With the dual forces of rising prices and stagnant wages coming into play, the data revealed that increases in the prices of clothing, household goods, restaurants, hotels and furniture also contributed to December's rise in the cost of living. There are calls on the government to take action to protect consumers as prices continue to rise in line with expectations, especially with the situation set to intensify in the spring when the energy price cap rises and National Insurance increases take effect.
Lead Economist at the Confederation of British Industry (CBI) Alpesh Paleja, commented on the latest inflation figures, “We’ve not seen the end of rising inflation yet. We expect it to peak in the months ahead, not least if, as expected, the energy price cap is raised. With prices on the rise and real wages already falling, it’s likely households will face a cost-of-living crunch for much of this year.”
Omicron takes its toll on the High Street
As virus cases began to escalate in the run-up to the festive period, the High Street was impacted as shoppers chose to stay away, with declines in footfall reported. Consequently, retail sales fell by 3.7% in December, with non-food store sales volumes declining 7.1% in the month. Although food sales fell by 1% in December, volumes were above pre-pandemic levels. This data is set against very strong sales in November, amid reports there would be some shortages in the run-up to Christmas, prompting people to shop early. Heather Bovill, Deputy Director for Surveys and Economic Indicators at ONS commented on their data release, "Despite the fall in December, retail sales are still stronger than before the pandemic, with over a quarter of sales now made online." Fuel sales were also impacted - volumes fell by 4.7% in the month as Plan B restrictions in England meant more people worked from home.
Property market “strength and resilience”

EXCERPTED DATA:
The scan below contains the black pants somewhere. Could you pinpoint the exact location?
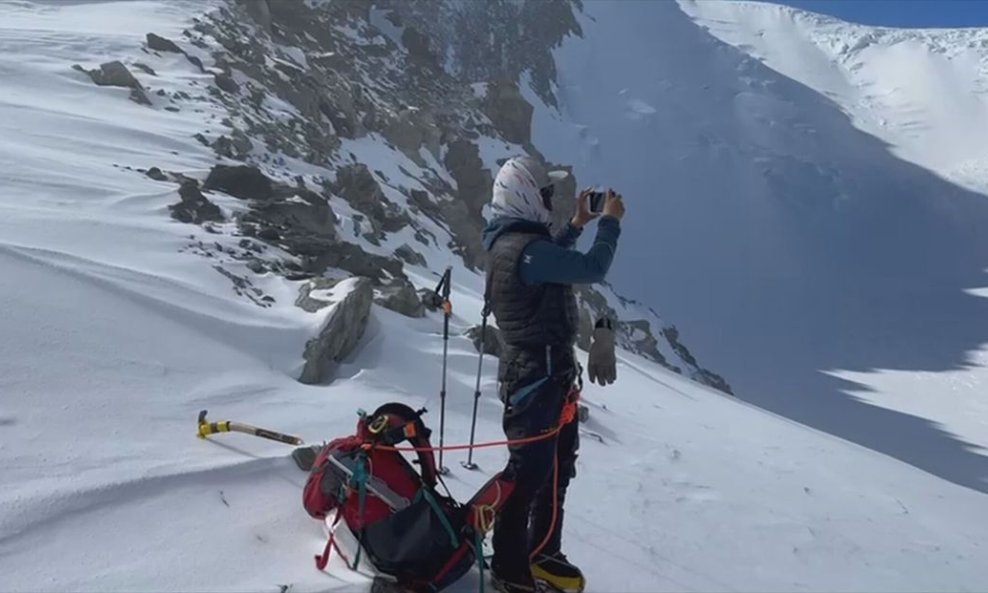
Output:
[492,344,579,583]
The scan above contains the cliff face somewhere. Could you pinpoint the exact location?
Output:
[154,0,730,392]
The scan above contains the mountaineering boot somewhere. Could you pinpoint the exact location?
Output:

ACTIONS TO TAKE:
a) In the passage on UK prices and retail, by what percentage did retail sales fall in December?
b) Carry on the passage on UK prices and retail from the point at which it stops.
The items have no connection to the passage on UK prices and retail.

RESPONSE LIST:
a) Retail sales fell by 3.7% in December.

b)
December property stats landed last week, with HMRC data showing that 100,110 transactions were conducted in the month. This brings total UK property transactions to nearly 1.5 million last year, a 26% increase on pre-pandemic levels, resulting in 2021 being the busiest year for the housing market since 2007. Former RICS Residential Chairman Jeremy Leaf commented on the findings, "These numbers interestingly demonstrate market strength and resilience even in the build-up to Christmas and withdrawal of government economic support in September... However, we have moved on since December. Activity and price rises are slowing a little, not least because of the continuing shortage of stock but concerns about rising inflation and mortgage rates is also compromising confidence when it comes to taking on debt.”
According to National Association of Estate Agents Propertymark data, the average number of house hunters registered per estate agent branch stood at 461 in December, the highest number on record and an increase of 33% from December 2020. However, the number of properties available per member branch stood at just 19 in December, the lowest figure ever recorded.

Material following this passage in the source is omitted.